◆ **EXTRACTED TEXT**:
◆ ◆ ◆ ◆ ◆

COMMISSION DECISION
of 26 May 2004
relating to a proceeding under Article 81 of the EC Treaty against The Topps Company Inc, Topps Europe Limited, Topps International Limited, Topps UK Limited and Topps Italia SRL
(Case No COMP/C-3/37.980 — Souris-Topps)
(notified under document number C(2004) 1910)
(Only the English text is authentic)
(2006/895/EC)
On 26 May 2004, the Commission adopted a decision relating to a proceeding under Article 81 of the EC Treaty. In accordance with the provisions of Article 30 of Regulation No 1/2003
(1) , the Commission herewith publishes the names of the parties and the main content of the decision, having regard to the legitimate interest of undertakings in the protection of their business interests. A non-confidential version of the full text of the decision can be found in the authentic language of the case and in the Commission's working languages at DG COMP's website at http://europa.eu.int/comm/competition/index_en.html.
I: SUMMARY OF THE INFRINGEMENT
(1) This Decision is addressed to The Topps Company Inc (hereinafter ‘Topps USA’), Topps Europe Ltd (hereinafter ‘Topps Europe’), Topps UK Ltd (hereinafter ‘Topps UK’), Topps International Ltd (hereinafter ‘Topps International’) and Topps Italia SRL (hereinafter ‘Topps Italia’) (together referred to as ‘Topps’).

◆ ◆ ◆ ◆ ◆

◆ **PROVIDED INFORMATION**:
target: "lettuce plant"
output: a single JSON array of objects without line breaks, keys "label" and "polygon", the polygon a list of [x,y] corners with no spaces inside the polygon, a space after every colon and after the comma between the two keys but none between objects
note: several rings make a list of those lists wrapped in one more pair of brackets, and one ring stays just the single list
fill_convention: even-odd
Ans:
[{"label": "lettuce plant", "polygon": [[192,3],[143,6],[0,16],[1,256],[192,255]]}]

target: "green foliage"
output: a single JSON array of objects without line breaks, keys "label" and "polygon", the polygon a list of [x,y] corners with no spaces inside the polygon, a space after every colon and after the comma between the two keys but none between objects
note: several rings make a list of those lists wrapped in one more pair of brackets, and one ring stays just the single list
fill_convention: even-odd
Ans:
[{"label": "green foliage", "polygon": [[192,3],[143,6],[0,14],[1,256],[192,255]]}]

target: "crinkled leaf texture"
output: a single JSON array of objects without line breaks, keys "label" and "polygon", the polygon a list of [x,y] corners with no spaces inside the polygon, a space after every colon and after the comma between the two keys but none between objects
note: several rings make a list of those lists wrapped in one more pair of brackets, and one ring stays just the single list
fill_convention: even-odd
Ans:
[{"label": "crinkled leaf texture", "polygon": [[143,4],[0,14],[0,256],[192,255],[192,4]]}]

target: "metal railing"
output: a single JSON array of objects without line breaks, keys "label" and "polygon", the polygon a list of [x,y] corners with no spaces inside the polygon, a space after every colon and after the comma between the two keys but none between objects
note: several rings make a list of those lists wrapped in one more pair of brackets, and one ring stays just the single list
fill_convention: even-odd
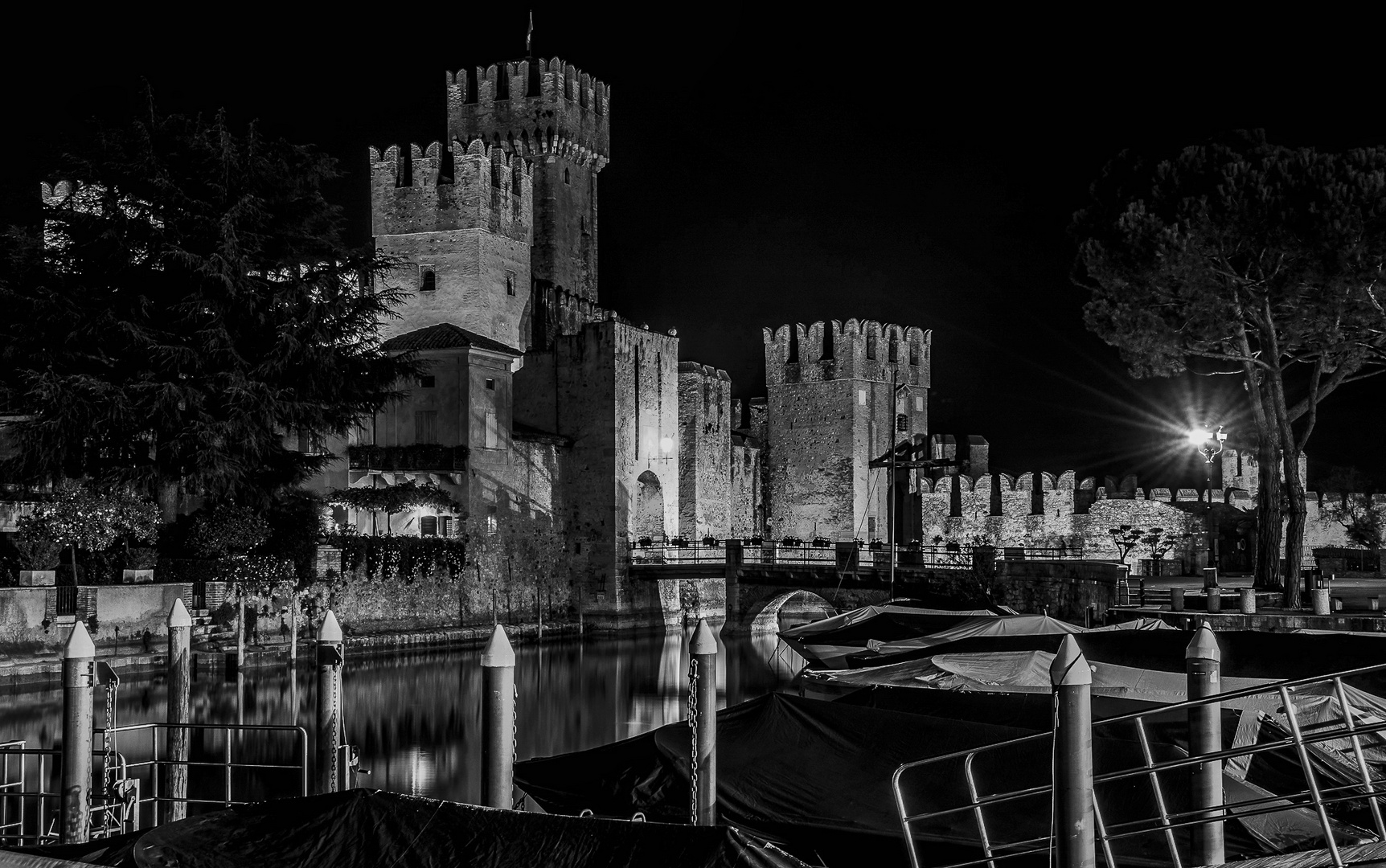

◆ ◆ ◆ ◆ ◆

◆ **DIRECTIONS FOR THIS TASK**: In the Commission decision, what case number is given?

◆ **THE REPLY**: COMP/C-3/37.980 — Souris-Topps